• **SELECTED EXCERPT**:
One Fine Morning

One Fine Morning

Original title or aka: Un Beau Matin

Director: Mia Hansen-Love
Starring: Lea Seydoux, Pascal Greggory, Melvil Poupaud, Camille Leban Martins, Nicole Garcia and Fejria Deliba
Distributor: Palace Films
Runtime: 113 mins. Reviewed in Jun 2023
Reviewer: Peter W Sheehan
| JustWatch |
Rating notes: A strong sex scene

This French, subtitled film tells the story of a woman who enters into an affair while coping with the stress of caring for her severely ill father. The film is inspired by the illness of the director’s father, while he was still alive.

This romantic drama was written and directed by Mia Hansen-Love. At the Cannes Film Festival in 2022, it won Best European Film. In the film, Sandra Kienzler (Seydoux) plays a widowed Parisian with an eight-year-old daughter, Linn (Martins). She is also the main carer for her father, Georg (Greggory), a retired university professor, who is suffering from a progressive neurodegenerative disease affecting vision, memory, and perception that affects the abilities he values greatly. Georg has “Benson’s Syndrome”, a variant of Alzheimer’s disease, and the disease is destroying his sight and cognitive functioning.

While caring for her father, Sandra unexpectedly meets Clement (Poupaud), an academic friend of her father. They are attracted to each other and begin a passionate, romantic and intimate connection. Clement, however, is married to another woman, with whom he has a child.

Françoise (Garcia), Sandra’s mother, though divorced from Georg helps care for her former husband. She tells Sandra that Georg is getting worse and requires full-time care in a nursing home. Sandra and Françoise have trouble placing him, and Georg keeps talking about Leïla (Deliba), who has been his companion for five years. The affair between Sandra and Clement vacillates, and Clement moves in and out of Sandra’s life romantically. While cleaning Georg’s room, Sandra comes across a rough manuscript of an autobiography Georg was writing, that Georg has optimistically titled, “One Fine Morning”, the name of this movie.

This is an impressively photographed film that shifts its colour and lighting to reflect the director’s intended moods. Seydoux powerfully portrays a single mother caught between two men, who are emotionally demanding of her. She delivers an aching portrayal of a woman whose existence anticipates the tragic loss of a father’s love, and the threat of losing happiness offered to her by Clement. She is emotionally vulnerable on both fronts.

(Region pointing data)
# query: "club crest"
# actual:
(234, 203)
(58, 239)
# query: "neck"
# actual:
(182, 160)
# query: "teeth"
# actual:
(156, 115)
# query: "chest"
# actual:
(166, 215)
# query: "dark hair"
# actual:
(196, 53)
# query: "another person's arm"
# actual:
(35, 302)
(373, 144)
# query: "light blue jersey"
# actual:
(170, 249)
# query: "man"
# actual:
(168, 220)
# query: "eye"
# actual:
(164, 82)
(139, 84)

...

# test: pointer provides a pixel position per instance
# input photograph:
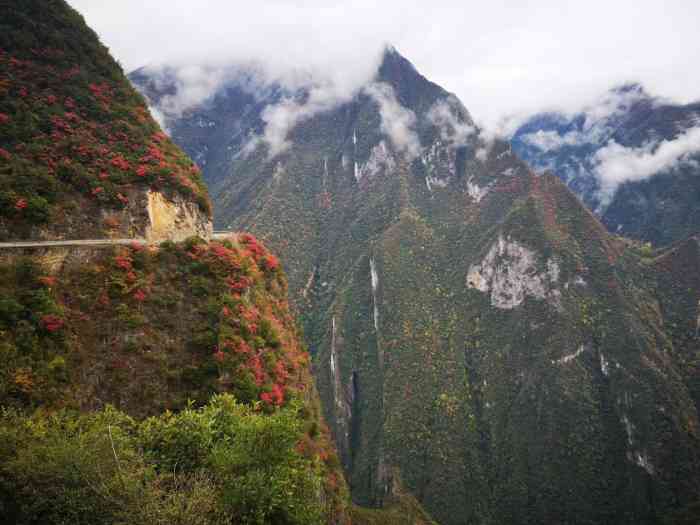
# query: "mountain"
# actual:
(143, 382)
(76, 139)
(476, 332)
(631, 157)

...

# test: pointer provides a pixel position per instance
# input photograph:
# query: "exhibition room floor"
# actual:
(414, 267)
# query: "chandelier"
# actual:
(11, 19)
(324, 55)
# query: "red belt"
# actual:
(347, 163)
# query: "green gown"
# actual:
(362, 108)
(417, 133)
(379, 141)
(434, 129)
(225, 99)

• **QUESTIONS TO ANSWER**:
A – Repeat the One Fine Morning review, beginning at the words "This romantic drama" and stopping after "has a child.". Switch every "Sandra" to "Sandrine".
B – Answer these questions from the One Fine Morning review:
(i) Which company distributes the film?
(ii) What award did the film win at the Cannes Film Festival in 2022?
(iii) How long has Leïla been Georg's companion?
C – Say whether each statement agrees with the One Fine Morning review. Back up each yes or no with the exact words from the review that decide it.
(i) Georg used to be a university professor.
(ii) Françoise is still married to Georg.
(iii) The film runs for 120 minutes.

• **SOLUTIONS BY TASK**:
A –
This romantic drama was written and directed by Mia Hansen-Love. At the Cannes Film Festival in 2022, it won Best European Film. In the film, Sandrine Kienzler (Seydoux) plays a widowed Parisian with an eight-year-old daughter, Linn (Martins). She is also the main carer for her father, Georg (Greggory), a retired university professor, who is suffering from a progressive neurodegenerative disease affecting vision, memory, and perception that affects the abilities he values greatly. Georg has “Benson’s Syndrome”, a variant of Alzheimer’s disease, and the disease is destroying his sight and cognitive functioning.

While caring for her father, Sandrine unexpectedly meets Clement (Poupaud), an academic friend of her father. They are attracted to each other and begin a passionate, romantic and intimate connection. Clement, however, is married to another woman, with whom he has a child.

B –
(i) Palace Films.
(ii) Best European Film.
(iii) Five years.

C –
(i) Yes: "a retired university professor".
(ii) No: "though divorced from Georg".
(iii) No: "Runtime: 113 mins."